Rewrite the data below with every "binder hole" changed to "punched hole", leaving everything else unchanged.

-- Start RECORDS FOR THE EXERCISE --

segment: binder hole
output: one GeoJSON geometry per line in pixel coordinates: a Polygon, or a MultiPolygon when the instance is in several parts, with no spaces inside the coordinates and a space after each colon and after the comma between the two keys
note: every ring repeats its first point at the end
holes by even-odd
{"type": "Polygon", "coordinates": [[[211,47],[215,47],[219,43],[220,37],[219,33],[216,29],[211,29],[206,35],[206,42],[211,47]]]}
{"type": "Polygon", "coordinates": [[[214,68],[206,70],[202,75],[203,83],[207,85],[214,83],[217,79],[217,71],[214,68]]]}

-- End RECORDS FOR THE EXERCISE --

-- CORRECT OUTPUT --
segment: punched hole
output: one GeoJSON geometry per line in pixel coordinates: a Polygon, or a MultiPolygon when the instance is in several parts, with no spaces inside the coordinates and a space after each colon and after the comma between the two keys
note: every ring repeats its first point at the end
holes by even-odd
{"type": "Polygon", "coordinates": [[[211,47],[215,47],[219,43],[220,37],[219,33],[216,29],[211,29],[206,35],[206,42],[211,47]]]}
{"type": "Polygon", "coordinates": [[[214,68],[206,70],[202,75],[203,83],[207,85],[214,83],[217,79],[217,71],[214,68]]]}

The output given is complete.